Что требуется –
Перепишите без изменений часть приведенного ниже текста об Атапине Александре Митрофановиче: всё начиная со слов «Определением Коллегии по» и вплоть до слов «домой, в Топки.».

━━ Фрагмент документа ━━

Определением Коллегии по уголовным делам Верховного суда СССР (август—сентябрь 1955 года) дела в отношении Атапина Александра Митрофановича были пересмотрены. Постановления тройки УНКВД от 1937 года и ОСо при МГБ СССР от 1949 года были отме­нены, дела прекращены произ­водством, а ему было разреше­но вернуться домой, в Топки.

Страданье здесь, блаженство — там!

...Мой новый знакомый Ро­ман сообщил, что дочь отца Александра, его бабушка, живет» в настоящее время в поселке Пионер, и вызвался организовать нашу встречу. Как я потом узнал, Анна Александровна всю свою жизнь не одобряла привер­женность отца к религии и как истинная атеистка верила, что «религия — опиум для народа».

Беседа состоялась в ее не­большом домике, построенном еще при Отце, в присутствии ее сына и внука. Несмотря на свой почтенный возраст, а ей уже око­ло 80 лет, хозяйка была бодра, приветлива и на все мои вопро­сы отвечала живо и с интересом.

━━━
━━ Предоставленные записи ━━

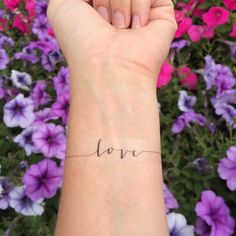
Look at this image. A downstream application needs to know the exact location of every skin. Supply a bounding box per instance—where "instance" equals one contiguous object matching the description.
[48,0,176,236]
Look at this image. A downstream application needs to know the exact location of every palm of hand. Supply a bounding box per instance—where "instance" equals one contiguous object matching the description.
[48,0,176,78]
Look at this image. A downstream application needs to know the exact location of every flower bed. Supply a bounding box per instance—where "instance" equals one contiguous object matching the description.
[0,0,236,236]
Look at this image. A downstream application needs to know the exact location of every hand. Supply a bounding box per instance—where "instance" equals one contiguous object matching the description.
[48,0,177,80]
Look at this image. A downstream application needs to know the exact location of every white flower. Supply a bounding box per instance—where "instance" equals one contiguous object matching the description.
[178,90,197,112]
[167,212,194,236]
[10,70,32,91]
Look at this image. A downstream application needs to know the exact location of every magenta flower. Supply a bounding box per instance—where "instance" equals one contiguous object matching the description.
[32,124,66,159]
[22,159,63,201]
[202,7,229,28]
[32,15,49,38]
[163,183,179,213]
[157,61,174,88]
[179,66,197,90]
[195,190,235,236]
[223,0,236,11]
[0,48,10,70]
[188,25,204,42]
[230,23,236,38]
[3,94,35,128]
[175,17,193,38]
[218,146,236,191]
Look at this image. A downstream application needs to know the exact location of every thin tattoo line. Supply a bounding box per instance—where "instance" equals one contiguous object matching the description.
[66,138,161,159]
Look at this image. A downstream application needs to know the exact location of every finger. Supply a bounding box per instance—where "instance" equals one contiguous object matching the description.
[131,0,150,28]
[93,0,111,23]
[147,0,177,47]
[149,0,177,32]
[110,0,131,28]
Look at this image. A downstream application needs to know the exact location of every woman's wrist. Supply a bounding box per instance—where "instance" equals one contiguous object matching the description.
[70,63,157,105]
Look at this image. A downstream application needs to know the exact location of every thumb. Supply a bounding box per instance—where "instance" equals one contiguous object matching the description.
[140,0,177,56]
[47,0,108,36]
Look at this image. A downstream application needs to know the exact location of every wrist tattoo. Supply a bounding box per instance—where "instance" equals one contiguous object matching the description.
[66,138,161,159]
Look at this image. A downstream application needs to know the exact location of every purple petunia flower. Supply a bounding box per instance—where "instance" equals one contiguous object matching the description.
[14,46,39,64]
[52,92,70,124]
[48,49,63,66]
[163,183,179,213]
[222,40,236,60]
[204,55,217,90]
[171,111,208,134]
[215,64,236,95]
[0,34,15,48]
[32,124,66,159]
[28,37,58,55]
[53,67,69,96]
[23,159,63,201]
[0,75,6,99]
[33,108,58,125]
[35,0,48,16]
[193,157,213,172]
[218,146,236,191]
[0,178,13,210]
[41,54,55,72]
[30,81,51,108]
[204,55,236,96]
[13,126,40,156]
[9,186,44,216]
[0,48,10,70]
[178,90,197,112]
[10,70,32,91]
[171,39,190,52]
[167,212,194,236]
[32,15,49,38]
[195,190,235,236]
[211,90,236,128]
[3,94,35,128]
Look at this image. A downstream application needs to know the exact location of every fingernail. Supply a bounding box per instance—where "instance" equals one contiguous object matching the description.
[113,11,125,29]
[132,14,141,29]
[97,6,110,22]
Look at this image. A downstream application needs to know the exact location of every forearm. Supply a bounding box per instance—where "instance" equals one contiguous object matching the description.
[56,64,168,236]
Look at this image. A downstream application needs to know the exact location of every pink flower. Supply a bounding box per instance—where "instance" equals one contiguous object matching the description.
[230,23,236,38]
[179,66,197,90]
[25,0,35,18]
[175,17,192,38]
[202,25,215,39]
[3,0,21,11]
[12,14,30,34]
[224,0,236,11]
[157,61,174,88]
[175,10,185,22]
[188,25,204,42]
[202,7,229,28]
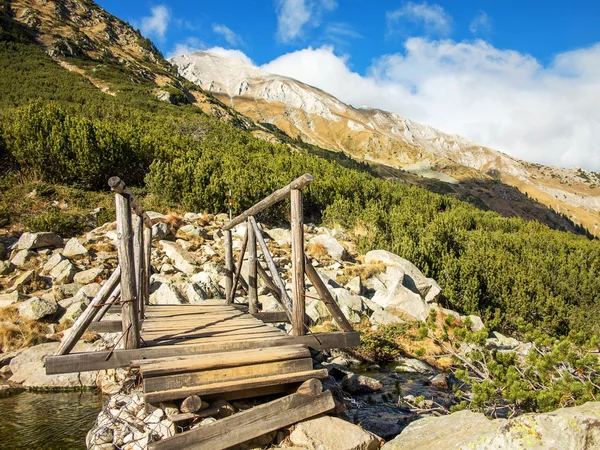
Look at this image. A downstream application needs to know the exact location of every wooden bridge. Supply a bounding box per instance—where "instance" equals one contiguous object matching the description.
[46,174,360,450]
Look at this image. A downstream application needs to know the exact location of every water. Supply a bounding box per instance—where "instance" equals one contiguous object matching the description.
[0,391,104,450]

━━━

Результат выполнения –
Определением Коллегии по уголовным делам Верховного суда СССР (август—сентябрь 1955 года) дела в отношении Атапина Александра Митрофановича были пересмотрены. Постановления тройки УНКВД от 1937 года и ОСо при МГБ СССР от 1949 года были отме­нены, дела прекращены произ­водством, а ему было разреше­но вернуться домой, в Топки.